-- ENTRIES --
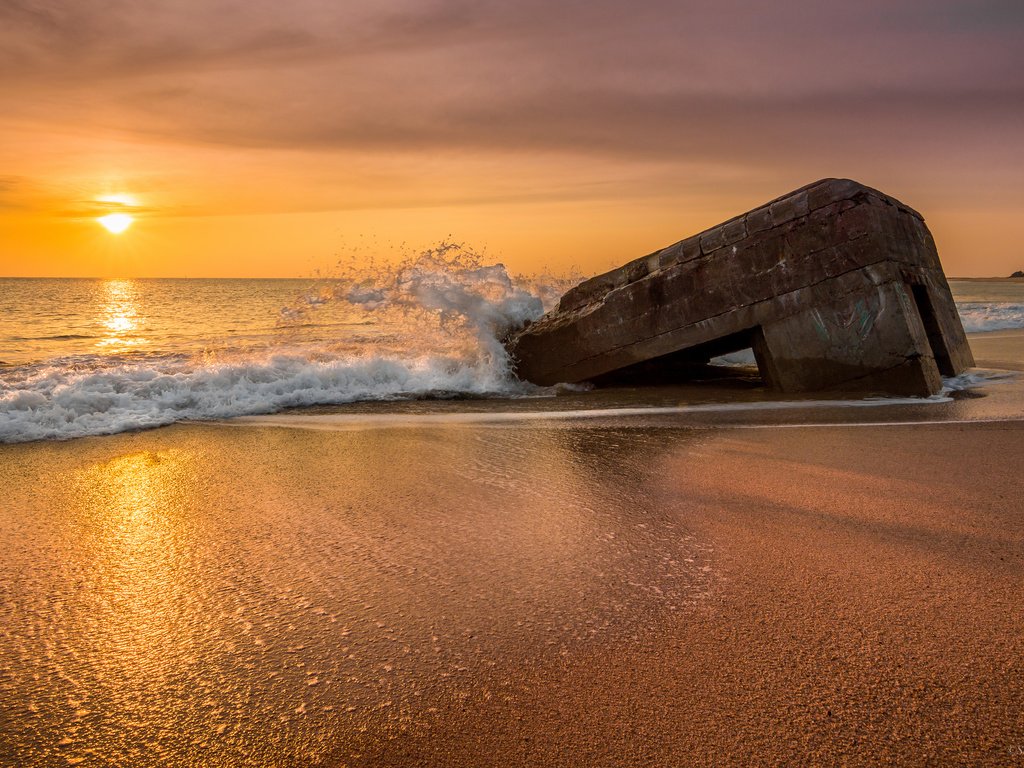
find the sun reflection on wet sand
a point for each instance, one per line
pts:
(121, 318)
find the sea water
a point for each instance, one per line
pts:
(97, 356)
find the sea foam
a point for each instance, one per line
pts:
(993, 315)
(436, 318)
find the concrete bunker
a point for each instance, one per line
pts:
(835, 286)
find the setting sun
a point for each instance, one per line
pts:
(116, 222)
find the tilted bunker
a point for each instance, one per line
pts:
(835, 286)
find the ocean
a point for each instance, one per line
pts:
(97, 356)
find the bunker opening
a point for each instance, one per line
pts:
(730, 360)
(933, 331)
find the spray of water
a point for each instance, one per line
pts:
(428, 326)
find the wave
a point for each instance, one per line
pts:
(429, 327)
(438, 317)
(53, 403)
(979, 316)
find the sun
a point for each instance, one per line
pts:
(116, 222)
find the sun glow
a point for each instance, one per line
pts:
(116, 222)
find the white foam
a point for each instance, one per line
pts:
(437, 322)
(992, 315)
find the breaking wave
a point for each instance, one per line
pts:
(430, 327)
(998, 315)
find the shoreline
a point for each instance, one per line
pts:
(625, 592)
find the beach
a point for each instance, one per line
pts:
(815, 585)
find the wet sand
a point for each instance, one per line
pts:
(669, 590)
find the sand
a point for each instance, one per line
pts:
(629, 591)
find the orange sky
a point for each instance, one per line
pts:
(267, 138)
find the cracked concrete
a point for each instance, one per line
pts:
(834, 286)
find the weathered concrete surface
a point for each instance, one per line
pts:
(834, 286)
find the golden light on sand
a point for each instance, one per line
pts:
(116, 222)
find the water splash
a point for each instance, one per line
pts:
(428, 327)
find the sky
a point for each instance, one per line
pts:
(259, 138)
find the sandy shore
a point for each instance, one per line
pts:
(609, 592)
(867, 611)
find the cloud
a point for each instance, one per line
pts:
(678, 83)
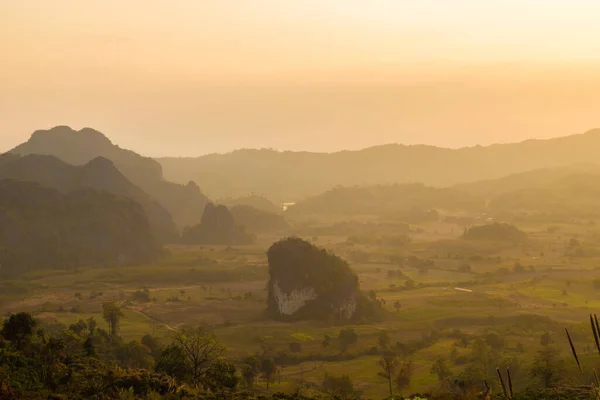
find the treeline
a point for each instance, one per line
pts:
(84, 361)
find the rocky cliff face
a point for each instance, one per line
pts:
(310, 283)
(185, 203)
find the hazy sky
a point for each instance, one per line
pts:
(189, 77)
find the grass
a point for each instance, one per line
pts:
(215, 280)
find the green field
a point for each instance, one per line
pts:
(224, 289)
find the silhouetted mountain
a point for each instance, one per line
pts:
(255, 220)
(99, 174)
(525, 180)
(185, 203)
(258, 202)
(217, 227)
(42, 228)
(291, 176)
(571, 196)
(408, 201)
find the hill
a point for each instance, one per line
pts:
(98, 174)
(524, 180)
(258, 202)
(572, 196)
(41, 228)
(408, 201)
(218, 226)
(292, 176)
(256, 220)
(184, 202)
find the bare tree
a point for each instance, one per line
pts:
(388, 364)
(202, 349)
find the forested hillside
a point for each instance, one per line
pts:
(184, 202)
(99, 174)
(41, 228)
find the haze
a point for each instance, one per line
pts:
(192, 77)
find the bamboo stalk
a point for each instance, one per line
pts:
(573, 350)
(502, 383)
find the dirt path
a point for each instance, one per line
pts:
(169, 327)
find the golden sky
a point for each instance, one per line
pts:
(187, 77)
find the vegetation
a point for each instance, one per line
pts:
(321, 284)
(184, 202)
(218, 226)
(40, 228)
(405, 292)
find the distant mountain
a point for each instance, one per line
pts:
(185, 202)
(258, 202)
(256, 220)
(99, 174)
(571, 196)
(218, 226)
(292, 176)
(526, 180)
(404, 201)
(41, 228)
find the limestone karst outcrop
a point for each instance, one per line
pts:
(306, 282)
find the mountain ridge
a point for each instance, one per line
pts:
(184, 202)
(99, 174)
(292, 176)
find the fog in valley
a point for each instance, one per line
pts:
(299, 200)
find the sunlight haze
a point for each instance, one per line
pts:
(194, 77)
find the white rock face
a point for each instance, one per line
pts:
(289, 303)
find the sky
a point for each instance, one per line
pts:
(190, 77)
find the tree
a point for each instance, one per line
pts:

-- TASK PROMPT --
Copy every line above verbatim, from the first to the last, but omit the pictures.

-- REPLY --
find the sun reflection on wet sand
a point for each instance, one per line
pts:
(121, 318)
find the sea water
a point for each instance, one per line
pts:
(97, 356)
find the sea foam
a point for each instance, one per line
pts:
(993, 315)
(436, 318)
find the concrete bunker
a point for each instance, one per line
pts:
(835, 286)
find the setting sun
a point for each instance, one per line
pts:
(116, 222)
find the tilted bunker
a point for each instance, one per line
pts:
(835, 286)
find the ocean
a point for each instance, one per line
pts:
(97, 356)
find the bunker opening
a point for each instance, one per line
pts:
(730, 360)
(933, 331)
find the spray of water
a point for each instance, one per line
pts:
(428, 326)
find the wave
a point for each instance, one per line
pts:
(429, 327)
(438, 317)
(53, 403)
(979, 316)
find the sun
a point for each instance, one per line
pts:
(116, 222)
find the sun glow
a point for each instance, one per line
pts:
(116, 222)
find the white foam
a point for each instance, one per line
pts:
(437, 322)
(992, 315)
find the breaking wave
a point for each instance, one per line
pts:
(430, 327)
(998, 315)
find the shoreline
a point for each instance, one per line
pts:
(625, 592)
find the beach
a point for each instance, one per line
pts:
(815, 585)
find the wet sand
a point for each instance, one per line
pts:
(669, 590)
find the sand
a point for each instance, one per line
pts:
(629, 591)
find the orange sky
a point for each instance, one per line
pts:
(267, 138)
find the cracked concrete
a point for each instance, one per line
pts:
(834, 286)
find the weathered concrete surface
a point for each instance, one per line
pts:
(834, 286)
find the golden light on sand
a point for each instance, one per line
pts:
(116, 222)
find the water splash
a point for each instance, one per line
pts:
(428, 327)
find the sky
a point for each instance, one per line
pts:
(259, 138)
find the sandy shore
a point for each instance, one per line
pts:
(609, 592)
(867, 611)
find the cloud
a point for each instance, one per line
pts:
(678, 83)
find the treeline
a point for each instance, one per line
pts:
(84, 361)
find the rocky cliff face
a point for each instance, one per line
pts:
(310, 283)
(185, 203)
find the hazy sky
a point for each instance, one per line
pts:
(189, 77)
find the grass
a point for each instance, one per line
pts:
(215, 280)
find the green field
a point for each instance, one per line
pts:
(224, 289)
find the silhouetted mountain
a point for each instance, one per line
pts:
(255, 220)
(99, 174)
(525, 180)
(185, 203)
(258, 202)
(217, 227)
(42, 228)
(291, 176)
(571, 196)
(408, 201)
find the hill
a point for each instance, one per line
pts:
(98, 174)
(524, 180)
(258, 202)
(572, 196)
(41, 228)
(408, 201)
(218, 226)
(292, 176)
(256, 220)
(184, 202)
find the bare tree
a point for each instance, one per line
pts:
(388, 364)
(202, 349)
find the forested hillside
a point for each instance, one per line
pts:
(184, 202)
(99, 174)
(41, 228)
find the haze
a point for each instance, one per line
pts:
(192, 77)
find the bamboo stalk
a point for each instance, one per line
pts:
(573, 350)
(502, 383)
find the dirt path
a point for each instance, one per line
pts:
(169, 327)
find the golden sky
a point for each instance, one per line
pts:
(187, 77)
find the vegetation
a point for each instance, one per line
pts:
(321, 284)
(184, 202)
(218, 226)
(40, 228)
(405, 292)
find the distant mountain
a point for each instance, one per line
pts:
(185, 202)
(258, 202)
(256, 220)
(99, 174)
(571, 196)
(218, 226)
(292, 176)
(526, 180)
(404, 201)
(41, 228)
find the limestone karst outcrop
a point for each instance, one per line
pts:
(306, 282)
find the mountain ridge
a point for each instance, one per line
pts:
(184, 202)
(99, 174)
(292, 176)
find the fog in valley
a point for each instance, one per line
pts:
(299, 200)
find the sunlight haze
a point for each instance, one per line
pts:
(194, 77)
find the white rock face
a point for each instance, one per line
pts:
(289, 303)
find the sky
a point for each instance, one per line
pts:
(190, 77)
find the tree
a point for each instance, one per line
pts:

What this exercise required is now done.